DIRECTIONS FOR THIS TASK:
Beginning with the line that contains "of the floor.", transcribe every line down to the end of the entries, exactly, and no other lines.

(Referring expression data)
────────────────────
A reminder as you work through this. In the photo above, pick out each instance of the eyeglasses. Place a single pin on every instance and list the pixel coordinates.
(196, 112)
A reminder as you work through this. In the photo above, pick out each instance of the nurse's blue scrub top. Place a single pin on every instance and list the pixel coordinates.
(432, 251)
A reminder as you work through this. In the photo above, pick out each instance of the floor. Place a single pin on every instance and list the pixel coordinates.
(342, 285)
────────────────────
EXERCISE SOLUTION:
A reminder as you work through this. In the photo above, pick out each instance of the floor. Place a single pin on every instance and list the pixel coordinates.
(342, 285)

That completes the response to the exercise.